Written task:
Extract the full listing verbatim and drop any pictures from your copy.

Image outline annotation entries
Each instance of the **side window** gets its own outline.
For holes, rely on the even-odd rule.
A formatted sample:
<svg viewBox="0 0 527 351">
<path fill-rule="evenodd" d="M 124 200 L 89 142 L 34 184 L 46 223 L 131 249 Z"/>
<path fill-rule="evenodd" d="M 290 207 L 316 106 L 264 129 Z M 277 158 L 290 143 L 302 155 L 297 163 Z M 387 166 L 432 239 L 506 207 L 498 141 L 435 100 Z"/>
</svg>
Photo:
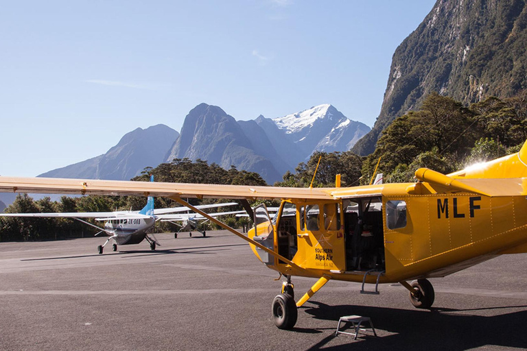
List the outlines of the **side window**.
<svg viewBox="0 0 527 351">
<path fill-rule="evenodd" d="M 318 205 L 307 205 L 305 206 L 305 223 L 307 230 L 318 230 Z"/>
<path fill-rule="evenodd" d="M 326 231 L 340 229 L 340 206 L 338 204 L 324 205 L 324 228 Z"/>
<path fill-rule="evenodd" d="M 386 226 L 388 229 L 406 226 L 406 202 L 401 200 L 386 202 Z"/>
<path fill-rule="evenodd" d="M 303 232 L 305 231 L 305 207 L 302 206 L 300 208 L 300 230 Z"/>
</svg>

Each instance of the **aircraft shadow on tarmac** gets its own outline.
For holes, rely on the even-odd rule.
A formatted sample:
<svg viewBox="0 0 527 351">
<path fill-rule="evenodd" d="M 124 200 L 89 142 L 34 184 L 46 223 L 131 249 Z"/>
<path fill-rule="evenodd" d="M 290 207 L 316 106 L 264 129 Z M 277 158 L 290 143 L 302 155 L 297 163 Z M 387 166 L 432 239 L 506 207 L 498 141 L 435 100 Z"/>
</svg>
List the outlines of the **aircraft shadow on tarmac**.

Written answer:
Each instance of the **side window** gets its own outline.
For holes, rely on the even-odd rule.
A formatted sample:
<svg viewBox="0 0 527 351">
<path fill-rule="evenodd" d="M 124 200 L 89 142 L 34 184 L 46 223 L 131 249 Z"/>
<path fill-rule="evenodd" d="M 290 207 L 316 106 L 264 129 Z M 277 158 L 290 143 L 302 155 L 297 163 Z M 387 166 L 432 239 L 506 207 L 498 141 L 435 100 Z"/>
</svg>
Photo:
List the outlines of the **side window**.
<svg viewBox="0 0 527 351">
<path fill-rule="evenodd" d="M 318 205 L 307 205 L 305 206 L 305 223 L 307 230 L 318 230 Z"/>
<path fill-rule="evenodd" d="M 326 231 L 340 229 L 340 206 L 338 204 L 324 205 L 324 228 Z"/>
<path fill-rule="evenodd" d="M 386 226 L 388 229 L 406 226 L 406 202 L 401 200 L 386 202 Z"/>
<path fill-rule="evenodd" d="M 303 232 L 305 231 L 305 207 L 302 206 L 300 208 L 300 230 Z"/>
</svg>

Each instance of the **aircraft shadow on tarmac** gets its own outline.
For holes, rely on the even-odd rule.
A formatted sample:
<svg viewBox="0 0 527 351">
<path fill-rule="evenodd" d="M 124 200 L 89 142 L 34 184 L 46 223 L 131 249 Z"/>
<path fill-rule="evenodd" d="M 290 207 L 316 106 L 264 129 Z M 277 158 L 290 143 L 302 155 L 297 163 Z M 387 166 L 432 239 L 506 207 L 498 141 L 435 100 Z"/>
</svg>
List the outlines of the **aircraft shadow on tarmac**.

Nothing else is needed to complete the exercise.